Requirement ->
Count the lines of the material that contain the string "suit" and give only that number.

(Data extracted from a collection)
---*---

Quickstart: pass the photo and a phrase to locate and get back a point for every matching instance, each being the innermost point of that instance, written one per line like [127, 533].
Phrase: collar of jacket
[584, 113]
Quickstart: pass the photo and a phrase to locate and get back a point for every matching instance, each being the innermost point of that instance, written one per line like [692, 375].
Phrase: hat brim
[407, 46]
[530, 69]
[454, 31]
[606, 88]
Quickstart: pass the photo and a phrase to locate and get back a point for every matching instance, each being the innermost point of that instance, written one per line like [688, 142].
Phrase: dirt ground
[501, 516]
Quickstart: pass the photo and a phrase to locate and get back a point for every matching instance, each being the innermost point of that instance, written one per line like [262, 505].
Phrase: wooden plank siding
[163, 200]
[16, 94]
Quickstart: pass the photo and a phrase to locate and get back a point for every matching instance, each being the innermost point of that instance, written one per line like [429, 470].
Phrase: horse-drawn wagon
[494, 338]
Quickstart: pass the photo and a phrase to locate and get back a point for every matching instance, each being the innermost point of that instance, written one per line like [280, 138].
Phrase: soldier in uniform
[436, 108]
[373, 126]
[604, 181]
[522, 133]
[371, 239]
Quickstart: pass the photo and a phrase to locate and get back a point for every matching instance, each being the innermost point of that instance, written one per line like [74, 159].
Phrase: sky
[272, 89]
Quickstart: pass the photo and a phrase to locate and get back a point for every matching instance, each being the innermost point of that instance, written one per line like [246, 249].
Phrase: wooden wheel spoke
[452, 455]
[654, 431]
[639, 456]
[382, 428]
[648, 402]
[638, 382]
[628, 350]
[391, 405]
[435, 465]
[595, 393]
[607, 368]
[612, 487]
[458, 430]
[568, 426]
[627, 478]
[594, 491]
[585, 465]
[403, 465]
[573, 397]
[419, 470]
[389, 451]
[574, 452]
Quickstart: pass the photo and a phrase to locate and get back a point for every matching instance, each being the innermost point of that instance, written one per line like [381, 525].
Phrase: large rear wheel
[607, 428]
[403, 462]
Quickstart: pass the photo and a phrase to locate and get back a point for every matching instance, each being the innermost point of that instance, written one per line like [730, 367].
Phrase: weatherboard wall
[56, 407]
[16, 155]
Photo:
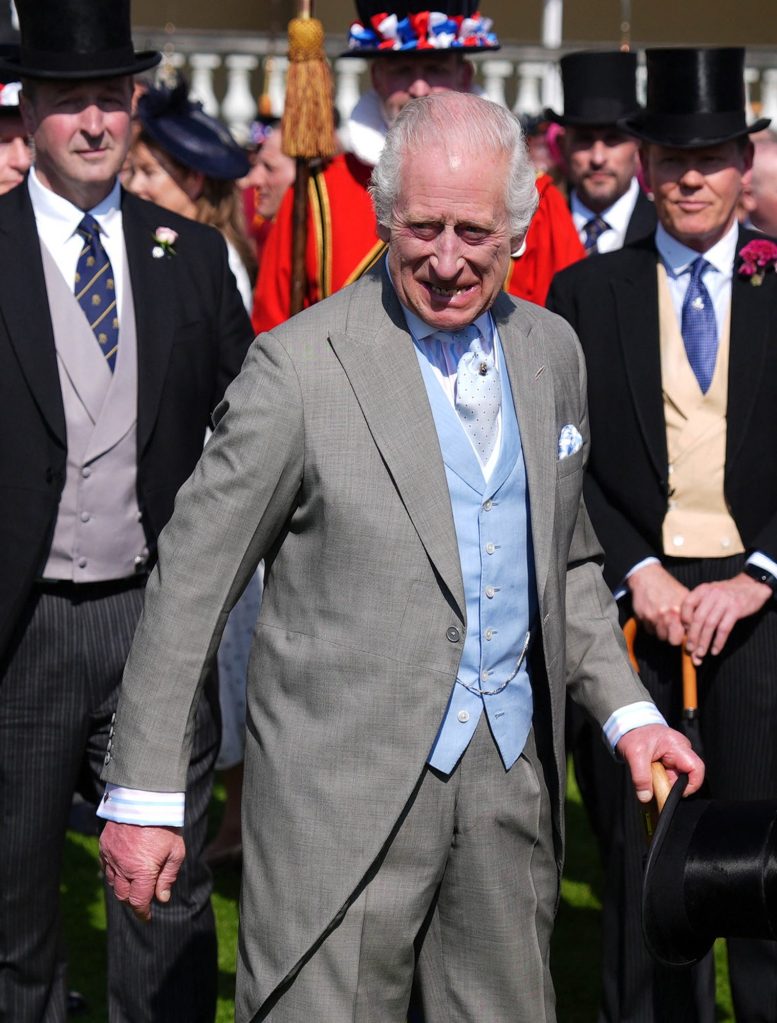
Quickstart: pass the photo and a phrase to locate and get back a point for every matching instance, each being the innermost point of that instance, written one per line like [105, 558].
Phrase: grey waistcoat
[98, 534]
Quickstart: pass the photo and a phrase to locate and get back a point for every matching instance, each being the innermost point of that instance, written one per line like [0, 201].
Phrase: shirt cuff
[760, 560]
[631, 716]
[623, 589]
[135, 806]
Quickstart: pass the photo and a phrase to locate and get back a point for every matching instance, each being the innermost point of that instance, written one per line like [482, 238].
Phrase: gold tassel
[308, 127]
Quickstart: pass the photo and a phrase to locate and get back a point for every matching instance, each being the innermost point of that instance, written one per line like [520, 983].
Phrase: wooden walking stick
[307, 127]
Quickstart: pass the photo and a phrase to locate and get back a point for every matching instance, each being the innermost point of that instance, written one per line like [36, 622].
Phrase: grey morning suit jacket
[325, 461]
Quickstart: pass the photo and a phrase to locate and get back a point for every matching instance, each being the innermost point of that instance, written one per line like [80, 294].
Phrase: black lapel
[635, 287]
[153, 294]
[751, 317]
[24, 307]
[642, 220]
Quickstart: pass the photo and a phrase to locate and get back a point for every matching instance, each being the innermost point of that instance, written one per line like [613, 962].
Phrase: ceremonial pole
[307, 126]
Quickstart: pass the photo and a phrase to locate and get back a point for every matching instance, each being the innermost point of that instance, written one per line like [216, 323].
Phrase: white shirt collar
[677, 257]
[421, 330]
[618, 215]
[62, 218]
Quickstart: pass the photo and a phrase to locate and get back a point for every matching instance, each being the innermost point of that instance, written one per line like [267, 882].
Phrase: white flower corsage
[164, 242]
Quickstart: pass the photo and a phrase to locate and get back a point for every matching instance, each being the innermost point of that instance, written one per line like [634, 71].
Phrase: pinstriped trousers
[58, 690]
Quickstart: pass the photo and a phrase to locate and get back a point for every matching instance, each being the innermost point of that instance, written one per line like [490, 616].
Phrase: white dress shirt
[57, 221]
[677, 259]
[618, 216]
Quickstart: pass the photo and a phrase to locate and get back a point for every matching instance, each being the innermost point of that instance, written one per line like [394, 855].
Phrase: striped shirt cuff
[631, 716]
[134, 806]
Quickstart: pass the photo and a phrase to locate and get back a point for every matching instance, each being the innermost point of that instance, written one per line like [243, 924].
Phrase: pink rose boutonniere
[164, 242]
[758, 258]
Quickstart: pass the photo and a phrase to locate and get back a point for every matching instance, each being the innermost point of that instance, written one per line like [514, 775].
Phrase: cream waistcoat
[697, 523]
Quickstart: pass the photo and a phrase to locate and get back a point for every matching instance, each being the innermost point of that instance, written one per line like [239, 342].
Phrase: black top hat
[191, 137]
[695, 97]
[76, 39]
[712, 873]
[599, 88]
[410, 27]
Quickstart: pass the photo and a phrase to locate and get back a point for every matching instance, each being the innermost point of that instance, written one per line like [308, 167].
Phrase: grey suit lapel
[533, 393]
[376, 354]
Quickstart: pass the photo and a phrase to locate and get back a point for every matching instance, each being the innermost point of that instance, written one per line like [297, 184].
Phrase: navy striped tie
[699, 326]
[95, 290]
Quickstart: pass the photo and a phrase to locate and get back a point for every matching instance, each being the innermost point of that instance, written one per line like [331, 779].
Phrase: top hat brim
[72, 67]
[570, 121]
[669, 934]
[687, 133]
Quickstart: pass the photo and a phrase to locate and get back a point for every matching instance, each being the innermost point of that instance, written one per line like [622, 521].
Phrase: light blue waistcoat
[497, 565]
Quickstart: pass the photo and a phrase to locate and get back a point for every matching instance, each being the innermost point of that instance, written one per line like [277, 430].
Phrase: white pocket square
[569, 441]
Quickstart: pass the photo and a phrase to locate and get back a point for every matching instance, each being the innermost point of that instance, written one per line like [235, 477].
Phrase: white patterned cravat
[478, 396]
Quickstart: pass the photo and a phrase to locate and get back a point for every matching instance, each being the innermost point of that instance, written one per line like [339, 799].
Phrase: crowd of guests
[650, 237]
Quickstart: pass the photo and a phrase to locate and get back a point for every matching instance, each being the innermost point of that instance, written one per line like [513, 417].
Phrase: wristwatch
[761, 575]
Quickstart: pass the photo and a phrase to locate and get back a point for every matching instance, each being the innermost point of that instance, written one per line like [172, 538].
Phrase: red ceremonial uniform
[343, 242]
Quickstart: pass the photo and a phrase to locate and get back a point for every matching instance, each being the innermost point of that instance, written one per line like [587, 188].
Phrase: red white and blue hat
[409, 28]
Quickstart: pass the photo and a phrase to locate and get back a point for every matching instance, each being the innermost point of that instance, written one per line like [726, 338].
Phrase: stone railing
[227, 73]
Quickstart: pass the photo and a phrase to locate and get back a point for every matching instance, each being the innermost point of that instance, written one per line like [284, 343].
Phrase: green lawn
[576, 944]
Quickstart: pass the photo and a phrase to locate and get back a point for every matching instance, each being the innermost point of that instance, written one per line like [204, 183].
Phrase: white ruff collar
[366, 129]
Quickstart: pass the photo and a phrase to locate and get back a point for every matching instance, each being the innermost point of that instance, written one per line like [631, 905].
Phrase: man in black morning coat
[681, 347]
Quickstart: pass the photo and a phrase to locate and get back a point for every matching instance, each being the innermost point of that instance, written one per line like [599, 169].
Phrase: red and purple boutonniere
[758, 258]
[164, 242]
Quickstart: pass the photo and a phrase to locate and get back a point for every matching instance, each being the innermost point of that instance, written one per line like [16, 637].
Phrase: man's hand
[650, 743]
[141, 862]
[656, 598]
[710, 612]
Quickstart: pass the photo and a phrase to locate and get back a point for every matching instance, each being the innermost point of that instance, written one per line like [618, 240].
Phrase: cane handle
[690, 693]
[661, 785]
[630, 634]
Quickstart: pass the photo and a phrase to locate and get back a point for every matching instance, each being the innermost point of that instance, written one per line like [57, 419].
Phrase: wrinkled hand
[710, 612]
[141, 862]
[656, 598]
[651, 743]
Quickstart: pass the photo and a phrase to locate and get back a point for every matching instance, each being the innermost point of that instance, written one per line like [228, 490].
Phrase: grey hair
[449, 120]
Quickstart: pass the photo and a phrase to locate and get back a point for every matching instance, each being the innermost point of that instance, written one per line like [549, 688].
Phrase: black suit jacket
[192, 334]
[612, 303]
[642, 221]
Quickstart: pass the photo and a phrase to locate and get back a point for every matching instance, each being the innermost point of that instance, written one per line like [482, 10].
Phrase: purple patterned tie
[699, 326]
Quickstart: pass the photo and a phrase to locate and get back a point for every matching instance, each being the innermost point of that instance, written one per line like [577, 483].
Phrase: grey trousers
[58, 688]
[465, 891]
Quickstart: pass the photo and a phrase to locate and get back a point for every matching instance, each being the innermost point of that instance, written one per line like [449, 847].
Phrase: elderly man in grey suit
[408, 458]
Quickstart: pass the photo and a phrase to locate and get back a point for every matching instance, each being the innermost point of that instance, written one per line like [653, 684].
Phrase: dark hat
[695, 97]
[192, 137]
[76, 39]
[599, 88]
[712, 873]
[409, 27]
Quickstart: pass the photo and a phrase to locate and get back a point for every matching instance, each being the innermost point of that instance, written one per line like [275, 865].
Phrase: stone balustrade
[227, 72]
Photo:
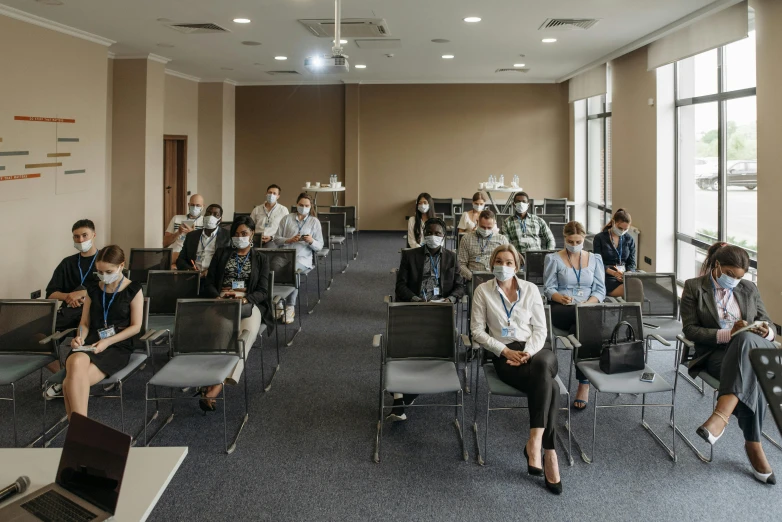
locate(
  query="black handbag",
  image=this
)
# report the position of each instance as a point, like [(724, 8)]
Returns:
[(622, 356)]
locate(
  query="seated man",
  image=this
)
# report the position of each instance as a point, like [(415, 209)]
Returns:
[(427, 273), (475, 247), (70, 282), (200, 245), (181, 225)]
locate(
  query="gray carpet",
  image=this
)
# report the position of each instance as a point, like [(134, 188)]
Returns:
[(306, 452)]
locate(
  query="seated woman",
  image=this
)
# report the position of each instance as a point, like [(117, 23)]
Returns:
[(424, 210), (111, 316), (300, 231), (239, 272), (508, 320), (617, 249), (573, 276), (714, 307)]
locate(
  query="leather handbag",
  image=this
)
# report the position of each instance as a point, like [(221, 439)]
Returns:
[(622, 356)]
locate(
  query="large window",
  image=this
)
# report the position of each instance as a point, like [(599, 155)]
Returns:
[(716, 175), (598, 162)]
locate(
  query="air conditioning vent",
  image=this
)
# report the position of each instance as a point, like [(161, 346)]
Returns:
[(568, 23), (351, 27), (198, 28)]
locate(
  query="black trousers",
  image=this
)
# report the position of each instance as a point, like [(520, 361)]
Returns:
[(536, 378)]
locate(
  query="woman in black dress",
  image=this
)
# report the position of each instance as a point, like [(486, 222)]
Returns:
[(112, 316)]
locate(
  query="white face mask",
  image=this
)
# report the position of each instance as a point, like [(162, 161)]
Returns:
[(503, 273), (434, 241), (83, 246), (211, 222), (240, 242)]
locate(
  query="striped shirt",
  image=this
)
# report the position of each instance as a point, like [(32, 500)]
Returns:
[(530, 233)]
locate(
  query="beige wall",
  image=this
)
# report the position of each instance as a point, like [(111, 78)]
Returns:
[(47, 74), (181, 119), (287, 135)]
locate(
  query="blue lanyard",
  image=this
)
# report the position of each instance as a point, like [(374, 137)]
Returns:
[(508, 313), (82, 274), (578, 273), (105, 309)]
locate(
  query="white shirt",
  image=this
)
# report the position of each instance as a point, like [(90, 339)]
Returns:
[(206, 249), (173, 226), (268, 221), (528, 317)]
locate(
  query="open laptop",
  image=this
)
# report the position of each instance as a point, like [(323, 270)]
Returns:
[(88, 478)]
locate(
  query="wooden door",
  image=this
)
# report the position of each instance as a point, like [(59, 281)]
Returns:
[(174, 177)]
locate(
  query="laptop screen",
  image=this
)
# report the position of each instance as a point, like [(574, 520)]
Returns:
[(93, 462)]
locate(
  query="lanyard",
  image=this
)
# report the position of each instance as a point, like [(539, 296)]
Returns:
[(106, 309), (82, 274), (578, 273), (508, 313)]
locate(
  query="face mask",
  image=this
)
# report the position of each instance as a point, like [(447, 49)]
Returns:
[(434, 241), (83, 247), (211, 222), (618, 231), (503, 273), (240, 242)]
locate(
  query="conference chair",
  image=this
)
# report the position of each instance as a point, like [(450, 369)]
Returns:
[(418, 356), (595, 323), (282, 262), (206, 346), (28, 342), (138, 359), (496, 387)]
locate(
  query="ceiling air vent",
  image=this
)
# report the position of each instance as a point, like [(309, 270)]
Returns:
[(568, 23), (351, 27), (198, 28)]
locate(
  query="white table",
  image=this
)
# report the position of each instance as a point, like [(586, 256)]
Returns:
[(315, 190), (147, 474)]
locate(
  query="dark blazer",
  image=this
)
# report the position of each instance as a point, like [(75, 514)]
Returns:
[(410, 276), (257, 289), (190, 247), (700, 319)]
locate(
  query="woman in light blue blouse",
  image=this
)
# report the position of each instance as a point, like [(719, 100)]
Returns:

---*---

Exercise solution ->
4